• Passage shown:
= Beginning of Section =

Starting in 2022, BMW will be piloting the second generation of its fuel cell drive in a small series in the BMW i Hydrogen Next based on the current X5. BMW made the announcement when the German Federal Minister of Economic Affairs, Peter Altmaier made a visit to the hydrogen BMW Group competence centre.
According to BMW, an automated research facility for the production of fuel cell stacks will be used in the production of the X5 pilot fleet. The facility was built as part of the project Auto Stack Industrie, which is supported by the German Federal Ministry of Transport and Infrastructure (BMVI). The stack and the overall system are BMW’s own developments while the inner workings of the stacks – i.e. the cells – are supplied by cooperation partner Toyota.
While BMW CEO Oliver Zipse has repeatedly presented the advantages of hydrogen and openness to technology in the past, he attached a condition to the success of the fuel cell in the presence of the German Federal Minister of Economic Affairs. “For road traffic, what is now required above all is an expansion of the refuelling infrastructure that takes into account the needs of both commercial vehicles and passenger cars,” said Zipse. “Depending on how the framework conditions develop, hydrogen fuel cell technology has the potential to become a further pillar in the BMW Group’s drive portfolio”.

= End of Section =

• Task to complete:
Could you transcribe the passage on BMW's hydrogen fuel cell plans above in full, word for word?

• Record extracts:
= Beginning of Section =

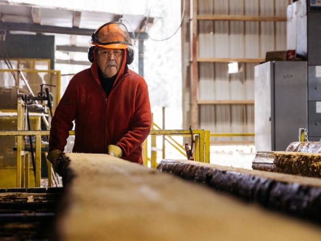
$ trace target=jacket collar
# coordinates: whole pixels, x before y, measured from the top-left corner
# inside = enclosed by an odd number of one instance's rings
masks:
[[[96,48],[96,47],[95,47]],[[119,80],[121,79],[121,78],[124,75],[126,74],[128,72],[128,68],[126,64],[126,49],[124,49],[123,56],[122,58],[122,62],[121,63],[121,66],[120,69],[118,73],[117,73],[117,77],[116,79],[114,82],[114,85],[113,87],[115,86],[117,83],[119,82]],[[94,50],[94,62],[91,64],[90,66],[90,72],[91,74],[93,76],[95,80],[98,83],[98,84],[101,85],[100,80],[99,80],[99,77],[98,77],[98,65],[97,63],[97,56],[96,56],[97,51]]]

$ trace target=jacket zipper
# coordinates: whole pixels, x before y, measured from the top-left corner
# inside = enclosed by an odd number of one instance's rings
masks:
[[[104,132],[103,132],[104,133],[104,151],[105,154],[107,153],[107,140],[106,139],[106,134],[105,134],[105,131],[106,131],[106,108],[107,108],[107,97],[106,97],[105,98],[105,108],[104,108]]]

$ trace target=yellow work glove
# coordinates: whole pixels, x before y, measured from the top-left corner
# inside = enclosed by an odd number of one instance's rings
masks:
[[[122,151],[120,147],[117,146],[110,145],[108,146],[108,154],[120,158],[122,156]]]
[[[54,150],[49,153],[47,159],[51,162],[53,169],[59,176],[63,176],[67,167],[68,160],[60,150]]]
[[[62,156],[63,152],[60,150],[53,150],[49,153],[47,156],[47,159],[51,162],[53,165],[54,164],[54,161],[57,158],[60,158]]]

= End of Section =
= Beginning of Section =

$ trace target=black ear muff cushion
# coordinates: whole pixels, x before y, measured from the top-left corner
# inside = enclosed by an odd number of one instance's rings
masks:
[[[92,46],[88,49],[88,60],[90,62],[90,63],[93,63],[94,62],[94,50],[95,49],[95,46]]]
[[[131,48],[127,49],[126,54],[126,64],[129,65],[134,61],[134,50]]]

= End of Section =
= Beginning of Section =

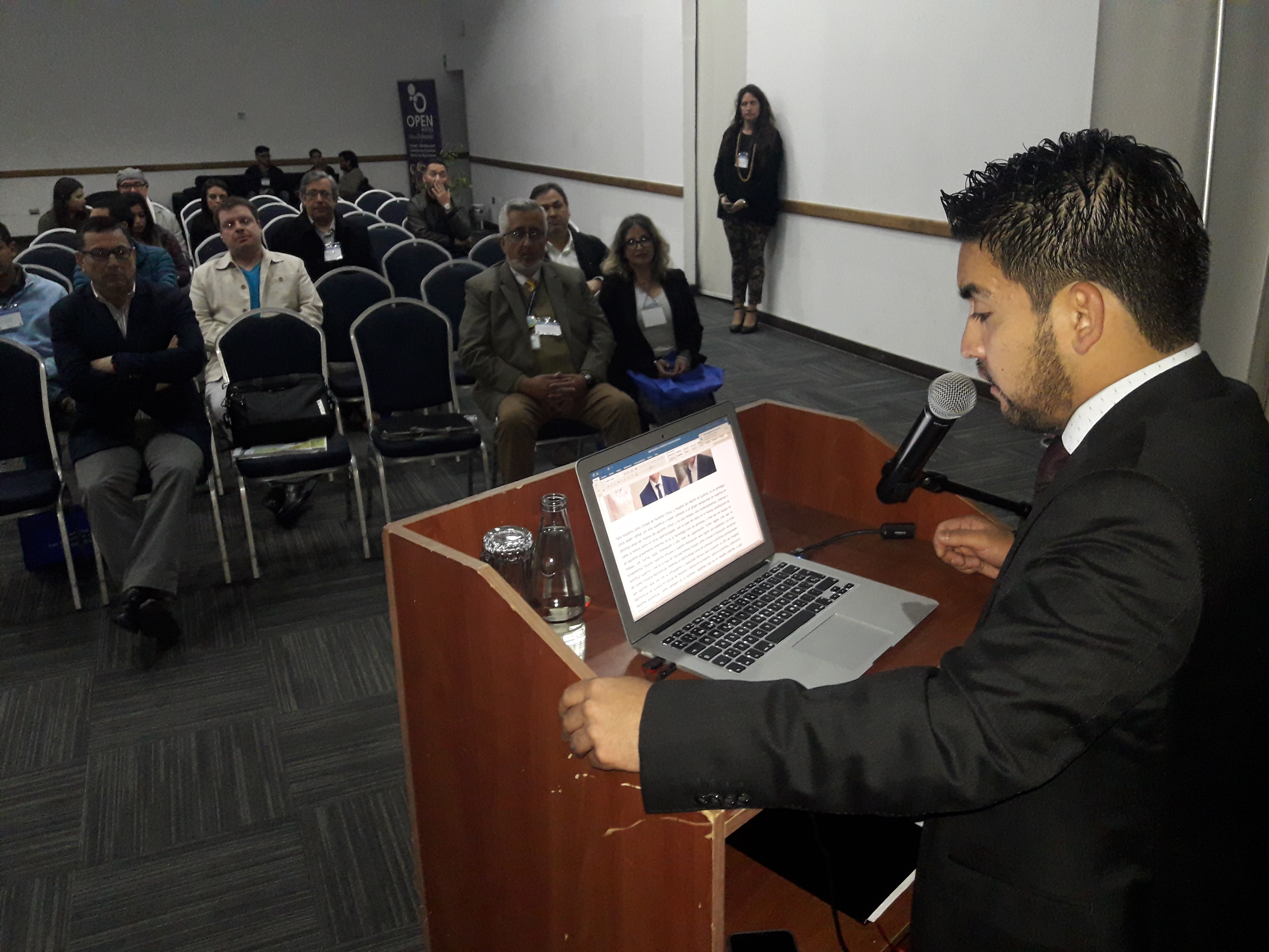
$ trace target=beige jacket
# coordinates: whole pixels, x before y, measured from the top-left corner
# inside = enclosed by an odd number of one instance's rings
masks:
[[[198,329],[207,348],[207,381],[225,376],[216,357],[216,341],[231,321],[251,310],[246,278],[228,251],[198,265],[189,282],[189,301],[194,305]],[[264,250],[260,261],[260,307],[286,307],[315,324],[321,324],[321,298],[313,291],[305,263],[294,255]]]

= End of Section =

• Exercise solution:
Starting in 2022, BMW will be piloting the second generation of its fuel cell drive in a small series in the BMW i Hydrogen Next based on the current X5. BMW made the announcement when the German Federal Minister of Economic Affairs, Peter Altmaier made a visit to the hydrogen BMW Group competence centre.
According to BMW, an automated research facility for the production of fuel cell stacks will be used in the production of the X5 pilot fleet. The facility was built as part of the project Auto Stack Industrie, which is supported by the German Federal Ministry of Transport and Infrastructure (BMVI). The stack and the overall system are BMW’s own developments while the inner workings of the stacks – i.e. the cells – are supplied by cooperation partner Toyota.
While BMW CEO Oliver Zipse has repeatedly presented the advantages of hydrogen and openness to technology in the past, he attached a condition to the success of the fuel cell in the presence of the German Federal Minister of Economic Affairs. “For road traffic, what is now required above all is an expansion of the refuelling infrastructure that takes into account the needs of both commercial vehicles and passenger cars,” said Zipse. “Depending on how the framework conditions develop, hydrogen fuel cell technology has the potential to become a further pillar in the BMW Group’s drive portfolio”.